> **Tasks to complete**:
1 – In the delay pedal thread, what was the first delay pedal butterknucket ever bought?
2 – Please reproduce the part of the delay pedal thread between "In other words, a" and "best for me.", inclusive.

Not a whore, but I've had or have a few.
My first was a 1960's green Maestro EP-2 (tube) Echoplex, that I had many moons ago. I loved the sound when it worked. Too much of a hassle for this guy.
I later had a Boss DM-2, which was quite nice.
I now have 3 delays- an early grey Arion SAD-1 analog delay, an old Boss DD-2 digital, and a new Catalinbread Belle Epoch. 
I think I'm good for now. HNG^%$


----------



## butterknucket

The first delay pedal I ever bought was a Boss DD-5. I used that pedal a lot for several years. Now it sits unused. 

The second delay I bought was an Ibanez DE7 which I love and still use. To this day I don't know why this pedal didn't catch on in a big way. To my ears, it really is a great simulation of an analog delay pedal. Sure there are a lot of other analog simulations out there that do way more, but for a simple simulation of an analog delay, I think it's great. 

The third was a used DMM, probably from the early 2000's. It has the a detachable power adapter, so it's not one of the cool ones, but I think it sounds great.


----------



## fretzel

Not much of a delay guy at all. Have a G3 but the only pedal board friendly one I have is a Danelectro PB&J. It's sits in the cupboard mostly. LOL


----------



## Dorian2

Any info for someone who is into a nice heavy tone for rock via tube amp and distortion who has mainly used digital distortion for guitar solos? In my new quest to build a pedal board for the first time in many years (since I started in 1984 ha ha), I consider the delay a needed part of my lead sound and *TONE*. I generally use delay to make a lead "bigger sounding", but I want to find one that has multiple uses for lead, stereo, possibly ping pong and a good clean sound that can be readily experimented with.

In other words, a nice sounding versatile unit. Anyone on this great thread of many pedals have ideas. My main thing is heavy rock with an edge, if that makes sense.

If it helps, some influences to consider are Steve Morse, Eric Johnson, David Gilmour. But simple is best for me.

> **Recorded information**:
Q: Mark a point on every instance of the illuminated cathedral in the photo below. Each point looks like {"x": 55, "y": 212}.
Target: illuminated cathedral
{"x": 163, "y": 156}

> **Answers provided**:
1 – A Boss DD-5.

2 –
In other words, a nice sounding versatile unit. Anyone on this great thread of many pedals have ideas. My main thing is heavy rock with an edge, if that makes sense.

If it helps, some influences to consider are Steve Morse, Eric Johnson, David Gilmour. But simple is best for me.